» **Text segment**:
------------------------------------------------------------
The King's decree dated October 29, 1779 granted the request and decreed the founding of a diocesan seminary to be called Real Seminario de San Carlos. But it was not until August 23, 1783, that the royal decree was executed and the administration of the seminary was given to the Diocesan Clergy of Cebu. The seminary became a mixed seminary, a seminary-college, offering courses to the candidates for the priesthood and, besides, some basic courses in humanities (then called latinidad) to non-boarding Cebuano kids. In view of the delicate and demanding nature of seminary work that only a few diocesan priests were prepared to assume at the time, the Dominican Bishop of Cebu, Romualdo Jimeno, invited fellow Dominicans to lend the diocesan clergy a helping hand. From 1852 to 1867 scholars from Manila took turns in acting as professors and Regents of Studies. During this period the seminary shed off its royal identity when it became Seminario Conciliar de San Carlos, a diocesan seminary according to the rules laid down by the Council of Trent.

When the Congregation of the Missions arrived in 1862 to administer the seminaries in the Philippine islands, Bishop Jimeno invited them on March 2, 1863, to take charge of the seminary. The request was fulfilled on January 23, 1867, with the arrival of the Congregation of the Mission or Padres Paules, as they were fondly called. Finally, on May 15, 1867, Bishop Jimeno issued a decree ordering the turnover of the school facilities and buildings to the congregation. The Congregation turned it into a seminario-colegio, or a seminary with a program of secondary education for boys not intended for ecclesiastical service. In 1891 the seminary obtained recognition for its secondary education program and in 1893 it had a 5-year Bachelor of Arts curriculum under the supervision the University of Santo Tomas in Manila. On July 1, 1867, Padre Jose Casarramona welcomed the first lay students to attend classes. The Society of the Divine Word took over the college in 1935. It became a university in 1948.

==Link to the University of San Carlos==

The title of the oldest in the Philippines have been topic for debate between two educational institutions: the University of Santo Tomas and the University of San Carlos.

The University of San Carlos makes the claim of tracing its roots to the Colegio de San Ildefonso founded by the Spanish Jesuits fathers Antonio Sedeno, Pedro Chirino and Antonio Pereira in 1595. USC celebrated its quadricentennial in 1995. This claim is opposed by the University of Santo Tomas, which argues that USC only took over the facility of the former Colegio de San Ildefonso and that there is no 'visible' and 'clear' link between San Carlos and San Ildefonso.
------------------------------------------------------------
» **Your instructions**: In the seminary history, which group took over the college in 1935?
------------------------------------------------------------
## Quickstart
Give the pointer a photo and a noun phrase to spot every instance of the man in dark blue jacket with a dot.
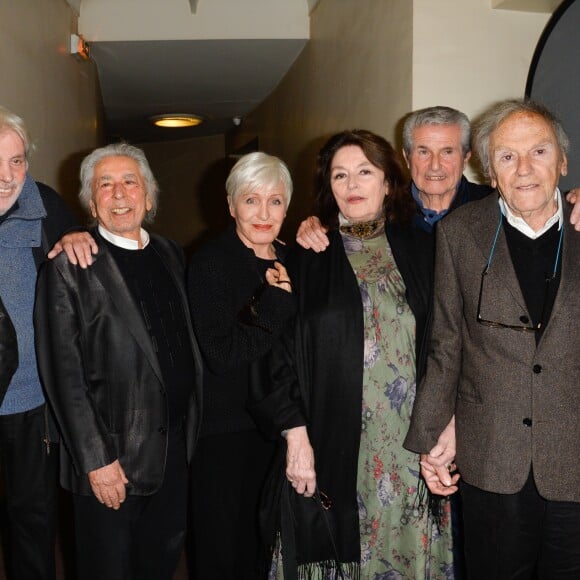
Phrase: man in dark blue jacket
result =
(32, 218)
------------------------------------------------------------
» **Problem solution**: The Society of the Divine Word.